*** RECORDS TO PROCESS Section Begins ***

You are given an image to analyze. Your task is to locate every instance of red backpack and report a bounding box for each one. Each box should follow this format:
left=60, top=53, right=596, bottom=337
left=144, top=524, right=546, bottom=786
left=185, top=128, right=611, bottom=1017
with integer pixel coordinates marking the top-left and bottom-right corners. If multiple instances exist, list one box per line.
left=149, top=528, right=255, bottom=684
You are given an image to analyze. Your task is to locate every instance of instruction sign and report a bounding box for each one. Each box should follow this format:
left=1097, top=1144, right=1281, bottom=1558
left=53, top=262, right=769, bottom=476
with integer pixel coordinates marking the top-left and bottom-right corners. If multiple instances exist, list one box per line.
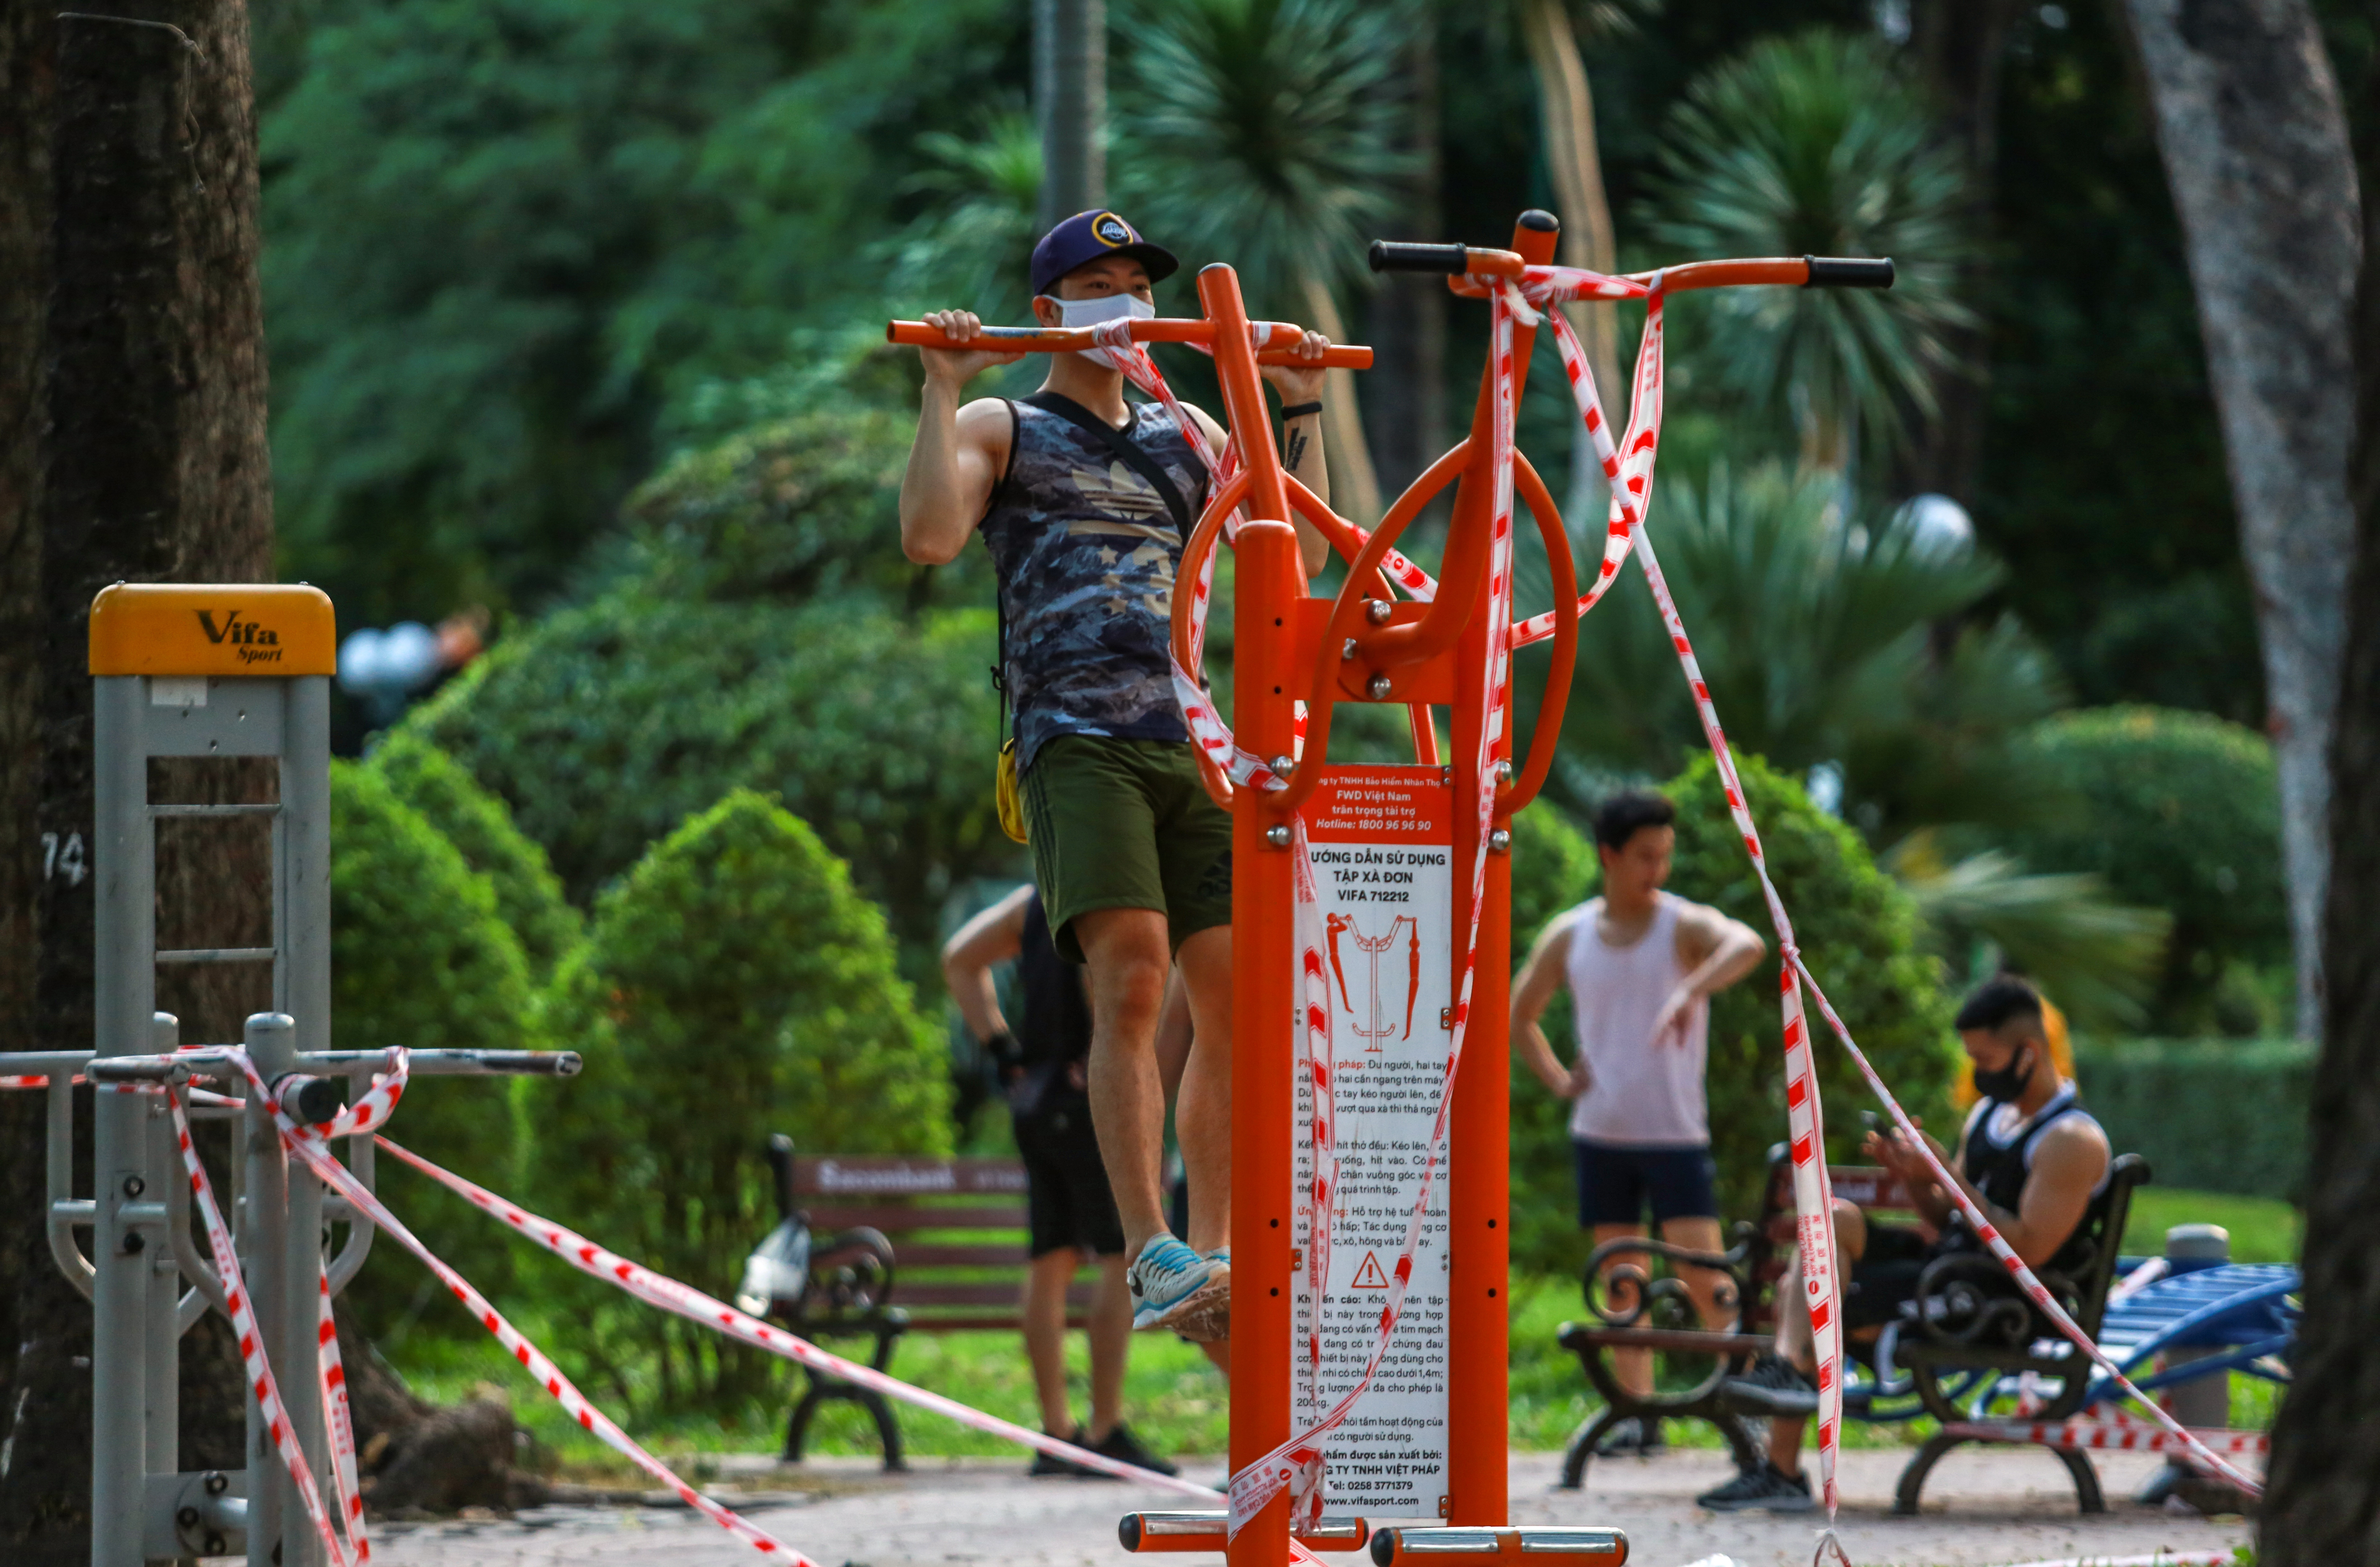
left=1291, top=766, right=1454, bottom=1518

*** RECORDS TO PROCESS Section Ends ***

WHAT THE EXERCISE ASKS: Extract, word for word, every line from the one containing "left=60, top=53, right=596, bottom=337" to the end of the data above, both ends included, and leave out the pictures.

RESULT OF THIS TASK:
left=60, top=53, right=596, bottom=337
left=144, top=524, right=546, bottom=786
left=185, top=128, right=611, bottom=1017
with integer pixel coordinates marking the top-left and bottom-right corners. If multiple instances exist, list one box per line.
left=149, top=528, right=255, bottom=684
You are given an image to analyze. Your task is to locate every instance of instruction sign and report a bounding box for each one. Each box should follow this format:
left=1097, top=1144, right=1281, bottom=1558
left=53, top=262, right=769, bottom=476
with integer pixel coordinates marking the top-left and bottom-right corners. If multiple instances exist, list one box per line.
left=1291, top=766, right=1454, bottom=1518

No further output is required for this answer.